▶ **Exercise**:
Recast every line of the items below as a JSON list of strings, one string per line, leaving out any blank lines.

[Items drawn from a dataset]
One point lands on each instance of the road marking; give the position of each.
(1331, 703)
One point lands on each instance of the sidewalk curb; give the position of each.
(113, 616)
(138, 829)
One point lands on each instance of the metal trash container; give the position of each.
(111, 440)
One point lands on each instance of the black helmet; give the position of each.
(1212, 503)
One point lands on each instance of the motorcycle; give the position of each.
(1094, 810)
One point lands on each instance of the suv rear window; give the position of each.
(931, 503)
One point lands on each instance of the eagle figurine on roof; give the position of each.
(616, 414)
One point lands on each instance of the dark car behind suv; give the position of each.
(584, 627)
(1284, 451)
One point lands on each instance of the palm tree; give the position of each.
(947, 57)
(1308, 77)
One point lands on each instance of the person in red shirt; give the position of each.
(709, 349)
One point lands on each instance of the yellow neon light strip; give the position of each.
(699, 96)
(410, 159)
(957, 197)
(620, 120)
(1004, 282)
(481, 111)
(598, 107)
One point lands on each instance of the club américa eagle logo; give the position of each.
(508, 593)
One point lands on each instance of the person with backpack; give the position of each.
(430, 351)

▶ **Result of the exercise**:
[
  "One point lands on each instance of the road marking; give the position of each.",
  "(1331, 703)",
  "One point lands on each instance of the sidewalk curb; give the position of each.",
  "(113, 616)",
  "(138, 829)",
  "One point lands on each instance of the metal trash container; give the position of each.",
  "(111, 440)",
  "One point lands on each instance of the black helmet; give the position of each.",
  "(1212, 503)",
  "One point lands on each instance of the motorcycle; give the position of each.",
  "(1094, 810)",
  "One point lands on each instance of the suv rear window; give the position of each.",
  "(931, 503)",
  "One point lands on each instance of the eagle figurine on roof; give the position of each.",
  "(616, 414)",
  "One point lands on each instance of the dark car behind suv; give the position of each.",
  "(584, 627)",
  "(1284, 451)",
  "One point lands on each instance of the palm tree; give the position of each.",
  "(947, 57)",
  "(1308, 77)",
  "One point lands on each instance of the person in red shirt; give the position of each.",
  "(709, 349)",
  "One point lands on each instance of the yellow neon light strip; give the position of each.",
  "(699, 96)",
  "(410, 159)",
  "(957, 197)",
  "(620, 120)",
  "(1004, 282)",
  "(481, 111)",
  "(598, 107)",
  "One point lands on each instance of the club américa eagle logo; give the position of each.",
  "(508, 593)",
  "One point lands on each instance of the person with backpack; give the position of each.",
  "(430, 351)"
]